Texto extraído:

Os povos originários e a aplicação da Convenção 169 no Brasil
Publicado: 29 Fevereiro, 2012 - 00h00
A Convenção 169 da Organização Internacional do Trabalho trata dos direitos dos povos originários pelos países membros da entidade. O Brasil é signatário desta Convenção desde 2002. Infelizmente, isso não impediu o processo histórico de violência e desrespeito às populações indígenas e quilombolas. Nesses próximos dias, fruto da pressão da CUT e dos setores envolvidos nessa temática, o Governo Federal finalmente debaterá com essas entidades os inúmeros problemas relacionados à má aplicação da Convenção 169 no Brasil.
Este texto apresenta, em linhas gerais, o quadro histórico da aplicação desta Convenção no Brasil e seus impasses até a última Conferência Anual da OIT, ocorrida em 2011.

Enunciado da tarefa: Transcreva do texto sobre a Convenção 169 no Brasil o trecho que começa em "Os povos originários e" e segue até "169 no Brasil.". Não é preciso consultar o material.

Itens do conjunto de dados:

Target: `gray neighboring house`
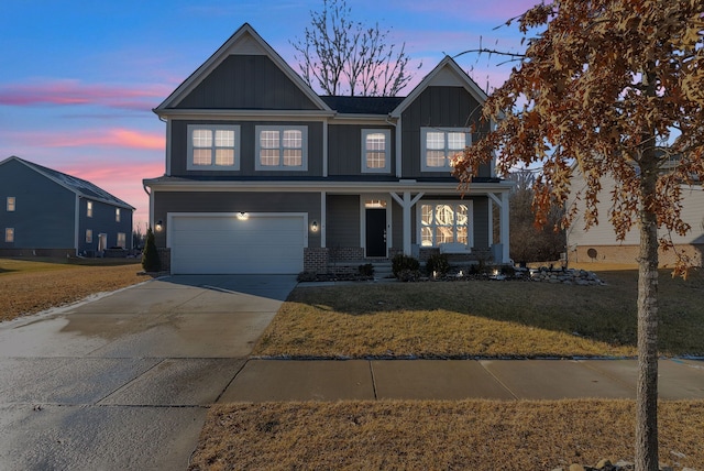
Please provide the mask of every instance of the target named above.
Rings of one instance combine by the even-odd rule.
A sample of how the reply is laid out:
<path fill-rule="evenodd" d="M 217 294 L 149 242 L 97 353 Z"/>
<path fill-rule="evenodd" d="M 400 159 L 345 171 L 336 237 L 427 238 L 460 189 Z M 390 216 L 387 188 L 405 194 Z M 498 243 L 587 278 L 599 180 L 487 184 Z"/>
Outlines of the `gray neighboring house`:
<path fill-rule="evenodd" d="M 0 255 L 132 249 L 134 208 L 90 182 L 11 156 L 0 162 Z"/>
<path fill-rule="evenodd" d="M 175 274 L 330 273 L 404 253 L 508 262 L 495 163 L 462 197 L 452 156 L 486 95 L 444 57 L 407 97 L 317 95 L 249 24 L 154 112 L 163 176 L 144 179 Z M 498 230 L 492 220 L 498 216 Z"/>

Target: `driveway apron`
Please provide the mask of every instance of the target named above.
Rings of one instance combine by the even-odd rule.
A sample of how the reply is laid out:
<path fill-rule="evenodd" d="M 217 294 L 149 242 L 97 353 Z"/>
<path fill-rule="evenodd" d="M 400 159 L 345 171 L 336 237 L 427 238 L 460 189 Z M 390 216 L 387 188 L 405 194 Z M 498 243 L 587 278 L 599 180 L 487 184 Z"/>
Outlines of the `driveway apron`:
<path fill-rule="evenodd" d="M 169 276 L 0 324 L 0 469 L 185 469 L 295 276 Z"/>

Resposta:
Os povos originários e a aplicação da Convenção 169 no Brasil
Publicado: 29 Fevereiro, 2012 - 00h00
A Convenção 169 da Organização Internacional do Trabalho trata dos direitos dos povos originários pelos países membros da entidade. O Brasil é signatário desta Convenção desde 2002. Infelizmente, isso não impediu o processo histórico de violência e desrespeito às populações indígenas e quilombolas. Nesses próximos dias, fruto da pressão da CUT e dos setores envolvidos nessa temática, o Governo Federal finalmente debaterá com essas entidades os inúmeros problemas relacionados à má aplicação da Convenção 169 no Brasil.